• Text
Start of Block

Nazi propaganda on the eve of the Nazi seizure of power in 1933 emphasized the manner in which the Jews poisoned the mind and “soul” of the German people. Historians attribute this to the overwhelming presence of the small German Jewish population in the arts, politics, press, and economy; absent from the standard list, however, is the accusation that Jews contributed to Germany’s decline through the dissemination of narcotics, “the greatest toxic effect which was alien to the country and the race.”
The antisemitic association of the spread of drugs with Jews merged into a “a single toxic or epidemiological unit that menaced Germany.” Once Hitler — who ended his life, Ohler notes, as an addict in the throes of withdrawal — rose to power, narcotics were forbidden for personal use in Nazi Germany, but journalist and author Norman Ohler exposes the hypocrisy of the Nazi propaganda machine inasmuch as narcotics became a staple of German life, ranging from Hitler’s injections of Eukadol (a cousin of Heroin) by his private physician, Theodore Morell, to the use of Pervitin by the German army.

End of Block

• Exercise tasks
1) Answer these questions from the text on Nazi propaganda and drugs:
(a) What did Nazi propaganda on the eve of the 1933 seizure of power emphasize about the Jews?
(b) Who was Hitler's private physician, and what did he inject Hitler with?
(c) Which drug does the text name as used by the German army?
2) Write out the part of the text on Nazi propaganda and drugs between "The antisemitic association" and "the German army.", inclusive.
3) Carry the text on Nazi propaganda and drugs further, beginning after its final sentence.

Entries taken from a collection
Start of Block

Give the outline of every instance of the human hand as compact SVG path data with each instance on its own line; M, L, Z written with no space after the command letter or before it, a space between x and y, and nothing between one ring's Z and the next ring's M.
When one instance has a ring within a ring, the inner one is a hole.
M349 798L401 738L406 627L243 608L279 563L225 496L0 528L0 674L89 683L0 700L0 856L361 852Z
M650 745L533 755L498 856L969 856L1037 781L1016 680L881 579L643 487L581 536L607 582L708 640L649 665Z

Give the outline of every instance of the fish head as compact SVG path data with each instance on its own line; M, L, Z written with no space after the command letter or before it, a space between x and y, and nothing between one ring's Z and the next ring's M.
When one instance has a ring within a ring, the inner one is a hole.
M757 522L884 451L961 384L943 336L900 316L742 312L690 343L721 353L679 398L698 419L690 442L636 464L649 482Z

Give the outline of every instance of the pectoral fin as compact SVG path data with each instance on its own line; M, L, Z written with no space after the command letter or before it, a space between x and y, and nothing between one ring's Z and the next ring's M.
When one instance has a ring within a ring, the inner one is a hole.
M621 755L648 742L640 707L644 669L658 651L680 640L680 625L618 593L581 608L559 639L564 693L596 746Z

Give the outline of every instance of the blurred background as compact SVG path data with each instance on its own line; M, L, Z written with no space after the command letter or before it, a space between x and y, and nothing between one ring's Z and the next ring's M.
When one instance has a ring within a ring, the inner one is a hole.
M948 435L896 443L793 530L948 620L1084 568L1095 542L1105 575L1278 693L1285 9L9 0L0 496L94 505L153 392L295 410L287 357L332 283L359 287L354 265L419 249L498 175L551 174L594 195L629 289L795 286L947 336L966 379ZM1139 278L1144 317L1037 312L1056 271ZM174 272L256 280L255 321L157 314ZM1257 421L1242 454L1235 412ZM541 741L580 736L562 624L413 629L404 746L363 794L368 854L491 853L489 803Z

End of Block
Start of Block

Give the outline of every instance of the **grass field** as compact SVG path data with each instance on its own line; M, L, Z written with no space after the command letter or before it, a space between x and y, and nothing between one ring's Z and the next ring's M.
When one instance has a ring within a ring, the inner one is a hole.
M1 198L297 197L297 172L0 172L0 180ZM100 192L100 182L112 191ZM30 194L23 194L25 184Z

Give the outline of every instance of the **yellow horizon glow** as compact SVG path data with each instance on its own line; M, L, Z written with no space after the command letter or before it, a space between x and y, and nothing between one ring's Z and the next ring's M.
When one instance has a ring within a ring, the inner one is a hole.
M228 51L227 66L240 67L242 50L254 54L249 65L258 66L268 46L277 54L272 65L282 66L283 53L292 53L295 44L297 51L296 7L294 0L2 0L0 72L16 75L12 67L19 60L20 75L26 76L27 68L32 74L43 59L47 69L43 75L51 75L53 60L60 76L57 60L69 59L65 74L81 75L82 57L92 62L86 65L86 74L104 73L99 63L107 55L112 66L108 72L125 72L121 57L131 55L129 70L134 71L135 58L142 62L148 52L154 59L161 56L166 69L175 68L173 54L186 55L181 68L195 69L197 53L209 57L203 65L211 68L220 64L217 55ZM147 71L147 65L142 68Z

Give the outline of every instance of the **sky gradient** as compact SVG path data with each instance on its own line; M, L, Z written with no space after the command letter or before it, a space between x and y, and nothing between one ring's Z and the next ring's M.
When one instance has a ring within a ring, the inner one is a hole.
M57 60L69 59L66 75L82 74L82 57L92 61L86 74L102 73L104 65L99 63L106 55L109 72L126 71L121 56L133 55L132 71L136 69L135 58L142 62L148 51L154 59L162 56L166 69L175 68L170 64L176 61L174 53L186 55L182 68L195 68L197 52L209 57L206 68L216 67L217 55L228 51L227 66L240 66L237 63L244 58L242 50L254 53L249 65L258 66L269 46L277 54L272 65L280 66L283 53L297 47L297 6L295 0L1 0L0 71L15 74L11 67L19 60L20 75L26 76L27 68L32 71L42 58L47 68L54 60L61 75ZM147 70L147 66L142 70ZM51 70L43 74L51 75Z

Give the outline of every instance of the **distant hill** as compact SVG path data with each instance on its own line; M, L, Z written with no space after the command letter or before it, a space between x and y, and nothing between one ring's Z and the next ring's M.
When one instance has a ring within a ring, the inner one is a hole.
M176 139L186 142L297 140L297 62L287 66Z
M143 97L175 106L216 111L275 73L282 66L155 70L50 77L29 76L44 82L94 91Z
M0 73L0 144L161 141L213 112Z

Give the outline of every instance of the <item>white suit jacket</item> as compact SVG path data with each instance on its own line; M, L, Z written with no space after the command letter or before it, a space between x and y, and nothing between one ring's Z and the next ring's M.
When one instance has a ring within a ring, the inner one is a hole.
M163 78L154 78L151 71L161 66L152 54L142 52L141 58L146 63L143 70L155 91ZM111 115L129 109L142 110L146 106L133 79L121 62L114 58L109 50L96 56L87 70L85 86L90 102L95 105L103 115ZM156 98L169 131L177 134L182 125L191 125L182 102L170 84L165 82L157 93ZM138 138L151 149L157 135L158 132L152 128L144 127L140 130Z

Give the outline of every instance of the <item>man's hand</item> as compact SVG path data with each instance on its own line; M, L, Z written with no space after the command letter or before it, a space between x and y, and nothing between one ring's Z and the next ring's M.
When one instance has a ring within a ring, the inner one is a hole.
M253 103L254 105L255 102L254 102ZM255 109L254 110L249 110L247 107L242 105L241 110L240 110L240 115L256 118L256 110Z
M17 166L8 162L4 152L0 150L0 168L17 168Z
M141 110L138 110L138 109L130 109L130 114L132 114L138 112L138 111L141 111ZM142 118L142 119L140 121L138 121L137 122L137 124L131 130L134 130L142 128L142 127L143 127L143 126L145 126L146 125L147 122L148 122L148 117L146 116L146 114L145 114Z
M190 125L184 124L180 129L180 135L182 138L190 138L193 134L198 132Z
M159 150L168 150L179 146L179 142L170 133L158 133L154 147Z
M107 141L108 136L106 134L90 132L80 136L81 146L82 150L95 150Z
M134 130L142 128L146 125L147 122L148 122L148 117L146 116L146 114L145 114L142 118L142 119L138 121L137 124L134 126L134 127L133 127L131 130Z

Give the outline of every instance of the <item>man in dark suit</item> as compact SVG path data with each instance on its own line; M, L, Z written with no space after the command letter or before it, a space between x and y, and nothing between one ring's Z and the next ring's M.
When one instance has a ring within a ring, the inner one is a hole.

End of Block

• Expected responses
1)
(a) It emphasized the manner in which the Jews poisoned the mind and "soul" of the German people.
(b) His private physician was Theodore Morell, who gave him injections of Eukadol, a cousin of Heroin.
(c) Pervitin.

2)
The antisemitic association of the spread of drugs with Jews merged into a “a single toxic or epidemiological unit that menaced Germany.” Once Hitler — who ended his life, Ohler notes, as an addict in the throes of withdrawal — rose to power, narcotics were forbidden for personal use in Nazi Germany, but journalist and author Norman Ohler exposes the hypocrisy of the Nazi propaganda machine inasmuch as narcotics became a staple of German life, ranging from Hitler’s injections of Eukadol (a cousin of Heroin) by his private physician, Theodore Morell, to the use of Pervitin by the German army.

3)
Among the many interesting sections of Ohler’s book is his discussion of Pervitin and its uses by Germans in World War II. One of the side effects of the drug was that it allowed soldiers to fight tirelessly — for more than 48 hours without sleep. In the German’s invasion of Poland, “which led to the deaths of 100,000 Polish soldiers, and by the end of the year, 60,000 Polish citizens, the drug helped the aggressors to work without any sign of tiredness until the end of the mission… it provided that extra portion which made everything that much easier.”
Ohler also includes a chapter on the Nazi use of slave labor in Sachenhausen, where experiments were conducted on prisoners to explore how drugs might increase endurance of the Wehrmacht in battle. (The “medical” experiments at Auschwitz, by contrast, focused on brainwashing and consciousness control.) Although it is known thatEinsatzgruppen, the Wehrmacht, and Germany’s Eastern European helpers used alcohol to fortify themselves for the operations of the “Holocaust by bullets,” the use of drugs in the murder of European Jewry unfortunately remains largely unexplored.
While drugs alone cannot explain Germany’s early successes in World War II, Ohler makes an important case for the importance of the exploration of this subject toward a more complete historical understanding of the Third Reich and the Holocaust.